Try it: Please reproduce the data below exactly, from the first line through the line containing "positive clicks: (841, 420)", and leave every later line out.

Provided information:
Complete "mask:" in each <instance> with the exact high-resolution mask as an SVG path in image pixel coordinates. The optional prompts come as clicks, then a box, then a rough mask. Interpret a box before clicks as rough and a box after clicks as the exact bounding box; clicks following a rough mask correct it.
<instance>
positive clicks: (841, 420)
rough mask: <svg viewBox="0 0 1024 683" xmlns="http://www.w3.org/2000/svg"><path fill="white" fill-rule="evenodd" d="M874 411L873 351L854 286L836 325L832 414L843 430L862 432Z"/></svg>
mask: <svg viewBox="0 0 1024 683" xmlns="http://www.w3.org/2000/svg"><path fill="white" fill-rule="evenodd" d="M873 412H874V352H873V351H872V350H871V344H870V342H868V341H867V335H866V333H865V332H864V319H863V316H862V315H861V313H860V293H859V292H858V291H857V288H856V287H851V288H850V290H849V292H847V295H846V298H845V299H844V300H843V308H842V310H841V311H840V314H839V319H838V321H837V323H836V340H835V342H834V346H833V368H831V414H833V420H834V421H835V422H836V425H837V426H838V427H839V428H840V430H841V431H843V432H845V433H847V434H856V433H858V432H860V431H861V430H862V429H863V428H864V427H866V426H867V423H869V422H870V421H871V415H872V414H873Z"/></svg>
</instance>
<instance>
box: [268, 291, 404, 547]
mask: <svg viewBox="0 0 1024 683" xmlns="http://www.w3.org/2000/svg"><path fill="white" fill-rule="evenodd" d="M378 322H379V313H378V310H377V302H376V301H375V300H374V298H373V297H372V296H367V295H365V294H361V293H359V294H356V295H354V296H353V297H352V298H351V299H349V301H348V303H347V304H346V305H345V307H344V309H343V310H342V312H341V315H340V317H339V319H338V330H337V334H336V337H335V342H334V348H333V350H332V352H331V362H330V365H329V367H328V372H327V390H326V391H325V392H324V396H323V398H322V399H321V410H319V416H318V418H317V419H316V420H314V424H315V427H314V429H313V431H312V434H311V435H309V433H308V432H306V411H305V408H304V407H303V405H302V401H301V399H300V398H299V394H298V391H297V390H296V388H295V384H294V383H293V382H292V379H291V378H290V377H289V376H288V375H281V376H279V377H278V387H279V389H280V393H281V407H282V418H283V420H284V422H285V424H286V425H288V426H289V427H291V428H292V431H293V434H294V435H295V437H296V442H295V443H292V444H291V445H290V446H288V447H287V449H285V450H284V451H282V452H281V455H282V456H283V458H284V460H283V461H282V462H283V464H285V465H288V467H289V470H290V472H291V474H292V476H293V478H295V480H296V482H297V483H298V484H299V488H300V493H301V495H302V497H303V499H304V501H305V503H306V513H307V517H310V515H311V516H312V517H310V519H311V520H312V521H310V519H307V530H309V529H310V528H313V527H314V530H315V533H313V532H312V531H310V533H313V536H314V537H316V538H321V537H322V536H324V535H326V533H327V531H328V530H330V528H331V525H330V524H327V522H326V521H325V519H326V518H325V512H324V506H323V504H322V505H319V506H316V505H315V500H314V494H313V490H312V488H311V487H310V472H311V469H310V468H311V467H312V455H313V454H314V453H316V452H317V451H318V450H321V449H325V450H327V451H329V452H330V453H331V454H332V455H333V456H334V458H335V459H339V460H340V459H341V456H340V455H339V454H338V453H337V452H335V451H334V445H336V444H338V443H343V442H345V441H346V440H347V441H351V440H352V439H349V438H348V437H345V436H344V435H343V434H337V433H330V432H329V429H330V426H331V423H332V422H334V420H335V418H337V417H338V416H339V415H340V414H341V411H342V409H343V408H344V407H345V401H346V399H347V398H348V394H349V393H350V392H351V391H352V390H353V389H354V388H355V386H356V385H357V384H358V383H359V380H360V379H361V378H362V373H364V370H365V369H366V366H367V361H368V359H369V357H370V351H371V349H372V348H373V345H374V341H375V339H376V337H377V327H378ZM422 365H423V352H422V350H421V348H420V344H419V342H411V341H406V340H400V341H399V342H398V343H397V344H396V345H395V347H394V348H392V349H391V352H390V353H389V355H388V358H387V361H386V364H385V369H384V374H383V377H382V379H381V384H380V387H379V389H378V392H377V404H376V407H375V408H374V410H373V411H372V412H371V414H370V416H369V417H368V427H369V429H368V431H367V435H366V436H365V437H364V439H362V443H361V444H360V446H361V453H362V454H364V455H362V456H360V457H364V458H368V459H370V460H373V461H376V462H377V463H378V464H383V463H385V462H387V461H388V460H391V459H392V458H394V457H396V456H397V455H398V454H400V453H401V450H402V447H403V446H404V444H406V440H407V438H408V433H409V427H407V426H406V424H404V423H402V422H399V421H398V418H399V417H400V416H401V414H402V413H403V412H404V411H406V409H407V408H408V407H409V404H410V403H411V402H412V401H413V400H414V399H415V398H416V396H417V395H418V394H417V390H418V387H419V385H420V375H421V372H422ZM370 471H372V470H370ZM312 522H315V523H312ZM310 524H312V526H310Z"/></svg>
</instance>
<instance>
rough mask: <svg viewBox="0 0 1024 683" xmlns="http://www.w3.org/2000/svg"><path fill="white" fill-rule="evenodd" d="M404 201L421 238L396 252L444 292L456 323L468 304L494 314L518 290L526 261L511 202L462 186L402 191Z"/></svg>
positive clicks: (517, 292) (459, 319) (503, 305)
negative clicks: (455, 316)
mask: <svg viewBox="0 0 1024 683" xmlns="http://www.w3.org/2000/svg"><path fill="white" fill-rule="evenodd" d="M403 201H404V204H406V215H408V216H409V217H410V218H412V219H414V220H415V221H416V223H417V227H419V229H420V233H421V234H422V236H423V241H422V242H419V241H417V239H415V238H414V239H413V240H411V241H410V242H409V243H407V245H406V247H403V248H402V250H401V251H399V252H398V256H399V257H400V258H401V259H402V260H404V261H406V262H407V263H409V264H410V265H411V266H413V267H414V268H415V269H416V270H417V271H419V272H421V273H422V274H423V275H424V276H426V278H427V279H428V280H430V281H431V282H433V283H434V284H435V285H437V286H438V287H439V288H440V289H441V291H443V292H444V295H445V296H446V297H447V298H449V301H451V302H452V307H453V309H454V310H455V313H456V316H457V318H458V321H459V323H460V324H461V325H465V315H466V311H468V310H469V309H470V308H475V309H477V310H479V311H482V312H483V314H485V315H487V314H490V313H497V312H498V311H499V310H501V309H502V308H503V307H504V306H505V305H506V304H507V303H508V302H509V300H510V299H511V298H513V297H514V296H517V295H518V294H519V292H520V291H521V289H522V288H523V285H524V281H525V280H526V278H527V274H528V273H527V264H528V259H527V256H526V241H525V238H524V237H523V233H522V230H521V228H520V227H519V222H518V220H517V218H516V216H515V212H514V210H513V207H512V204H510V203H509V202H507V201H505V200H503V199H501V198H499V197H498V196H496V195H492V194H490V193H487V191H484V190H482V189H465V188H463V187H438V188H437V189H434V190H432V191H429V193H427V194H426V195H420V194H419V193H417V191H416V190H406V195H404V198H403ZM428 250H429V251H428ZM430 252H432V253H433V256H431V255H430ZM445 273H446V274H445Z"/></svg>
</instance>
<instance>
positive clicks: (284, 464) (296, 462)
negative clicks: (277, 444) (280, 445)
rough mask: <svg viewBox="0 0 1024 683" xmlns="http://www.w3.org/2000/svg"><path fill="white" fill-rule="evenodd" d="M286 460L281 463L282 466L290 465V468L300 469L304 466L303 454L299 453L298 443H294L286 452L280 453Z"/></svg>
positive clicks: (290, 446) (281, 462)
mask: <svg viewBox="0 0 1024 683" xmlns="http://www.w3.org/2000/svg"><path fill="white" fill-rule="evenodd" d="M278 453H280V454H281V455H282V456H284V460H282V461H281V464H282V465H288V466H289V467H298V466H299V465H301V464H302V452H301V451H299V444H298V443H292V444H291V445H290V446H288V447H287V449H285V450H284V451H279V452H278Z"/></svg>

Result for this task:
Complete "mask:" in each <instance> with the exact high-resolution mask as an SVG path in image pixel coordinates. The optional prompts come as clicks, then a box, then a rough mask. Interpret a box before clicks as rough and a box after clicks as the exact bounding box; clicks following a rough mask correct it.
<instance>
positive clicks: (841, 420)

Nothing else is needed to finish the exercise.